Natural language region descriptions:
-.-.-

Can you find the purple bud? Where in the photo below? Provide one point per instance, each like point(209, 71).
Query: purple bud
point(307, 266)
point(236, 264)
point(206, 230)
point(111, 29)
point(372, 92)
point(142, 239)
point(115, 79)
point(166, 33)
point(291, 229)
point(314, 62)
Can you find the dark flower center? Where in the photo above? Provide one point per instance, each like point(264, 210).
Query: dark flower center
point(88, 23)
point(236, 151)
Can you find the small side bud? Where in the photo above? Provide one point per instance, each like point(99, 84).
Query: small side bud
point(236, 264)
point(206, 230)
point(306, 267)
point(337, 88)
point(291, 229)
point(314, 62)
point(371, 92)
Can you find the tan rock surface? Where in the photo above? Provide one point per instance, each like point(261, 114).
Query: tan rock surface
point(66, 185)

-.-.-

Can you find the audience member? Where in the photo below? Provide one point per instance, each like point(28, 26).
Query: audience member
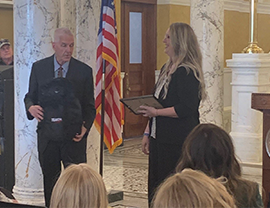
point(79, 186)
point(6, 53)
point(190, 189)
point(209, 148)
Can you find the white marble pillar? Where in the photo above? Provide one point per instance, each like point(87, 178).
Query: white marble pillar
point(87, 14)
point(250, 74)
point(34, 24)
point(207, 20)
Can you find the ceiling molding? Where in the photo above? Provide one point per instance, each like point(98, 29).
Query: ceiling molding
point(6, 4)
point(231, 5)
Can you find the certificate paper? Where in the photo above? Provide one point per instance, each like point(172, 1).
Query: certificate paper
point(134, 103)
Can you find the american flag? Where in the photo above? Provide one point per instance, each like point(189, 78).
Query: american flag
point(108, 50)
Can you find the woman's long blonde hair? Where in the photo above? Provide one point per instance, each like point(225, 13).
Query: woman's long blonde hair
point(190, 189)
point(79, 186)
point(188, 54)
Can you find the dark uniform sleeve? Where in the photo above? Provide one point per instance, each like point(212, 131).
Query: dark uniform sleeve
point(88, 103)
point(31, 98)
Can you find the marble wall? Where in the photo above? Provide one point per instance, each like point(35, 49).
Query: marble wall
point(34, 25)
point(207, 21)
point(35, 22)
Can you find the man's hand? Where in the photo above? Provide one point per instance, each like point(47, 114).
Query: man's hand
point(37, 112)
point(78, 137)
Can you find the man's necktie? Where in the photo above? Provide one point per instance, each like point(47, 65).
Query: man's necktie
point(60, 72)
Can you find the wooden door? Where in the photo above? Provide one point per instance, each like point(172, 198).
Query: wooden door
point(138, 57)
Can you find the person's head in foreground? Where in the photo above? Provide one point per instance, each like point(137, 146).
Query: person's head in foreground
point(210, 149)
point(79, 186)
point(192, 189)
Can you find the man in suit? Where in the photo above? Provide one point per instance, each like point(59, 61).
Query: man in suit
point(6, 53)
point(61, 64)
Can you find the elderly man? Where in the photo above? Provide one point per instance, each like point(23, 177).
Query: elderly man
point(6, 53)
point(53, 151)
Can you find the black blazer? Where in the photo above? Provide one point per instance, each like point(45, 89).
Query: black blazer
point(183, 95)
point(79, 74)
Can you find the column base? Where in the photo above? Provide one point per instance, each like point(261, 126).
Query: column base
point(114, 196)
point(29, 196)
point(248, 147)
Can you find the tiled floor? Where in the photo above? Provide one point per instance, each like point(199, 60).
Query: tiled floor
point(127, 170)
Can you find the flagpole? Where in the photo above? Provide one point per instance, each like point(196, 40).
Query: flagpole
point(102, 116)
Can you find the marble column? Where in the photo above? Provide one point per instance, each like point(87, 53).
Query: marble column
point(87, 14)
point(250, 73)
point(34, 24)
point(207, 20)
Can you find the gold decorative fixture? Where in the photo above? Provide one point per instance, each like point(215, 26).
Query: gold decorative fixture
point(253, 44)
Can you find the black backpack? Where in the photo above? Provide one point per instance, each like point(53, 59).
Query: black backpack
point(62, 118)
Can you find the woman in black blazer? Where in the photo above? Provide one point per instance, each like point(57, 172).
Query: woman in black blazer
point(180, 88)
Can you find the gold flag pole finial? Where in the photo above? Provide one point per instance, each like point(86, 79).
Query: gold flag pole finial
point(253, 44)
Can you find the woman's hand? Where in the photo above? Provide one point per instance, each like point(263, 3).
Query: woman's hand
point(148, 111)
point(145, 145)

-.-.-

*EXERCISE OBJECTIVE*
Only one number is wanted: how many lines in the records above contain the string "below".

*SOLUTION*
2